**** Metin alıntısı

31 aralık, yılbaşı günü.

Noordwijk
Bugün sabah Rotterdam'dan çıktık. Niyetimiz direk Amsterdam'a gitmekti. Arası bir saat olduğu için vaktimiz var diye düşündük ve kuzeyden gitmeye karar verdik. Hollanda'nın köylerinden geçerek, ineklerini ve rüzgar güllerini görerek Noordwijk diye bir sahil kasabasına geldik. Burada herkes deniz kenarında yürüyüş yapıyordu. Biz de bu tufana katıldık ve yürüyüş yaptık. Denizin rengi o kadar kötüydü ki anlatamam. Ama hava rüzgarlıydı ve ortam çok güzeldi. Kocaman köpekler, sahile vurmuş deniz kabukları burayı sevmemize sebep olmuştu. Şehrin içini de gezdik. Zaten çok küçük bir yer. Ama unutamayacağım bir yer var ki o da girdiğimiz peynir dükkanı. Peynirler bu kadar kötü olabilir... Yiyecek maddesi için kötü sözler kullanmak istemiyorum ama o kadar kötüler ki...
Arabaya dönerken yolda McDonald'sa uğrayıp yemek yedik. Bir Big Mac menü 6,5€.

Tekrar çıktık yola. Akşamına yılbaşı kutlamaları var.

Önce Haarlem'i gezip sonra Amsterdam'a gidelim dedik. Haarlem'in sokaklarını gezip yürüyüş yaptıktan sonra atladık arabaya.

Amsterdam'a...

Haarlem
Akşam oldu, arabayı park edebileceğimiz bir yer arıyoruz. Bulacağımız yer önemli çünkü bu gece arabada uyuyacağız. Neyse, merkezde bir yer bulduk. Önceleri park parasının olmadığını düşündük ama gece yarısı olunca öyle olmadığını anladık. Tutar: 28€. İçimiz acımıştı ama yapacak bir şey yoktu. Gece fark ettik ve alkollü olduğumuz için başka bir yer bulamazdık. Otopark: konum. Arabamızı bıraktık başladık şehir merkezinde dolaşmaya. Amsterdam'da sadece bir gece kalacaktık. Amsterdam için bir gecenin çok az olduğunu biliyorduk ama imkanlarımız buna el vermişti. Neyse, şehrin içini dolaşırken her yerden ama her yerden havai fişek, maytap ve torpil atıyorlardı. Patlamaların ardı arkası kesilmedi. Her yeni genç meraklı gibi girdik bir WeedShop'a ve ünlü keklerden aldık. 6€. (Sonrasında bu keki denemiştim ama hiç bir etkisi olmadı. Belki miktarı az geldi çünkü sadece 1 tane yemiştim.) Sokaklarda yürürken herkes ama herkes ot içiyordu. Sokaklarda dans edenler müzikler kalabalık. Aslında biraz korkmuştuk çünkü Paris patlaması aklımıza gelip duruyordu. Arabamızda Almanya'dan getirdiğimiz içecek(!) maddeleri olduğu için bir yere girip alkollü bir şeyler içmedik. Sadece o caddedeki Starbuck's a girip oturduk. Eğer Amsterdam'da yılbaşı gecesi tuvaletiniz gelirse ücretsiz tuvalet bulma konusunda büyük sıkıntı yaşayabilirsiniz. Bizim gibi. Bu durumda yapmanız gereken merkezdeyseniz şu dönerciye gidip sorgusuz sualsiz tuvalete dalmak.

********

### Kısa problem 1
Kayıtların ilk satırından başlayıp "M241 192L256 189L255" ifadesini içeren satırda biten bölümü, her iki uç dahil, aynen yazınız. Resimleri cevaba koymayınız.

**** Gösterilen kayıtlar

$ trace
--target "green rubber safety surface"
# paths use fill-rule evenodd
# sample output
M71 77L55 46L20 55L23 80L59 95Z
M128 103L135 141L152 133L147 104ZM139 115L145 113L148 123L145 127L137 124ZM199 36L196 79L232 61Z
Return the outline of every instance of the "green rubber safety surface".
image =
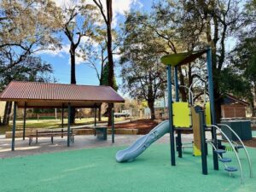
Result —
M241 192L256 189L255 177L249 178L243 152L239 152L245 177L241 185L239 172L230 177L221 163L220 171L213 171L212 152L208 155L209 175L204 176L201 157L193 157L189 149L183 158L176 159L177 166L171 166L167 144L154 144L134 162L122 164L114 159L121 148L98 148L0 160L0 191ZM256 173L256 149L248 148L248 152ZM231 152L225 157L234 159ZM232 163L230 166L237 167L236 159Z

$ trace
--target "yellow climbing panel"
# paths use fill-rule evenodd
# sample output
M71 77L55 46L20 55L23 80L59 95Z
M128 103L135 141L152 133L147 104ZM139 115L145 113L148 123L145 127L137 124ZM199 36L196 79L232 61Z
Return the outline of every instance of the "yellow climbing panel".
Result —
M192 113L192 122L193 122L193 135L194 135L194 143L193 143L193 154L195 156L201 156L201 134L200 134L200 117L197 113L195 113L195 108L191 108Z
M206 103L205 113L206 113L206 124L212 125L210 102Z
M175 127L190 127L190 108L188 102L173 102L172 104L173 113L173 125Z

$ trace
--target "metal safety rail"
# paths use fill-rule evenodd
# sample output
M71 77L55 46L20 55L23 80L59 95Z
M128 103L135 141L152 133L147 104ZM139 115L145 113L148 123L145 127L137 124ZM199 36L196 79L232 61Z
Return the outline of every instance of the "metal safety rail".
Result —
M249 156L249 154L247 152L247 149L246 148L243 142L241 140L241 138L239 137L239 136L236 133L236 131L234 130L232 130L232 128L230 126L229 126L228 125L225 125L225 124L218 124L218 125L220 125L220 126L225 126L227 127L229 130L231 131L231 132L236 136L236 137L239 140L239 142L241 143L243 149L245 150L246 152L246 154L247 154L247 158L248 160L248 164L249 164L249 169L250 169L250 177L252 178L253 177L253 168L252 168L252 162L251 162L251 159L250 159L250 156Z
M222 130L215 125L207 125L207 126L209 126L209 127L213 127L215 129L217 129L218 131L220 131L222 133L222 135L227 139L227 141L229 142L229 143L230 144L235 154L236 154L236 160L237 160L237 162L238 162L238 165L239 165L239 171L240 171L240 176L241 176L241 183L244 183L243 182L243 175L242 175L242 170L241 170L241 161L240 161L240 159L239 159L239 155L235 148L235 146L233 145L232 142L229 139L229 137L224 133L224 131L222 131Z

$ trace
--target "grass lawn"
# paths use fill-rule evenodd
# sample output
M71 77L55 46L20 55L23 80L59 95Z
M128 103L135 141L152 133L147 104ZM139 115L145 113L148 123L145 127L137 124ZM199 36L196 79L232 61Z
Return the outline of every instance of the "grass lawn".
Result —
M98 148L0 160L0 191L242 192L256 189L256 179L248 177L242 151L245 184L240 183L239 172L230 177L221 165L220 171L213 171L211 154L209 175L204 176L201 157L193 157L191 153L177 158L177 166L171 166L168 145L154 144L136 161L123 164L114 159L120 148ZM248 151L256 173L256 149Z
M115 118L115 122L125 120L125 118ZM102 122L104 123L108 121L108 117L102 117ZM86 119L76 119L75 125L82 125L86 124L93 124L94 118L86 118ZM64 119L64 126L67 127L67 119ZM26 121L26 128L27 129L38 129L38 128L61 128L61 119L27 119ZM23 129L23 121L16 121L16 131L21 131ZM0 126L0 134L5 134L5 131L12 131L12 121L8 126Z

********

### Kısa problem 2
Noordwijk, Haarlem ve Amsterdam'daki yılbaşı gezisini anlatan metni kaldığı yerden sürdürünüz.

### Beklenen çıktı 1
$ trace
--target "green rubber safety surface"
# paths use fill-rule evenodd
# sample output
M71 77L55 46L20 55L23 80L59 95Z
M128 103L135 141L152 133L147 104ZM139 115L145 113L148 123L145 127L137 124ZM199 36L196 79L232 61Z
Return the outline of every instance of the "green rubber safety surface".
image =
Result —
M241 192L256 189L255 177L249 178L243 152L239 152L245 177L241 185L239 172L230 177L221 163L220 171L213 171L212 152L208 155L209 175L204 176L201 157L193 157L189 149L183 158L176 159L177 166L171 166L167 144L154 144L134 162L122 164L114 159L121 148L98 148L0 160L0 191ZM256 173L256 149L248 148L248 152ZM231 152L225 157L234 159ZM232 163L230 166L237 167L236 159Z

### Beklenen çıktı 2
Arabaya dönüyoruz.

Arabaya döndük. Artık bir şeyler yeme ve içme zamanı. Yılbaşı geldi çattı. Çıkardık içeceklerimizi. Başladık nehir kenarında havai fişekler eşliğinde içmeye. Kafamız ve keyfimiz daha da güzel olunca başladık içkiler eşliğinde yürüyerek şarkılar söylemeye... En son hızımızı alamayıp çıktık bir elektrik trafosuna, orada akan kalabalığa karşı şarkı söyledik. Geçen yüzlerce insandan bazıları da bize katılıp  şarkı söylüyorlar ve Merry Christmas diye bağırıyorlardı. Çok güzeldi. Gece yarısına kadar böyle devam ettik. Sonra yılbaşı havai fişek gösterisini izleyebileceğimiz güzel bir yer olan nehir kıyısının şu bölümüne geçip beklemeye başladık.

Gösteri geldiğimize ve beklediğimize değdi. Tam bir görsel şölendi.

Gece gelip alkolün de etkisiyle dalmışız uykuya. Gülis'le Oğuz arkada, biz önde yatıyoruz. Sabaha karşı Beril'in beni dürtmesiyle uyanmışım ama nasıl titriyorum. Alkolün verdiği ısıyla yatarken pek etkilenmemiştim ama gece gerçekten çok soğuk olmuştu. Sonuç olarak kışın ortası 31 aralık gecesiydi. Arabayı çalıştırıp fanları yakınca istediğimiz sıcaklığı bulduk ve tekrar uykuya daldık.

Ertesi gün uyandığımızda saat 12'ye geliyordu. Artık gezimiz bitmiş, yorucu bir beş günün ardından Amsterdam'a bir gün tekrar geleceğimizi bilerek dönüşe geçmiştik.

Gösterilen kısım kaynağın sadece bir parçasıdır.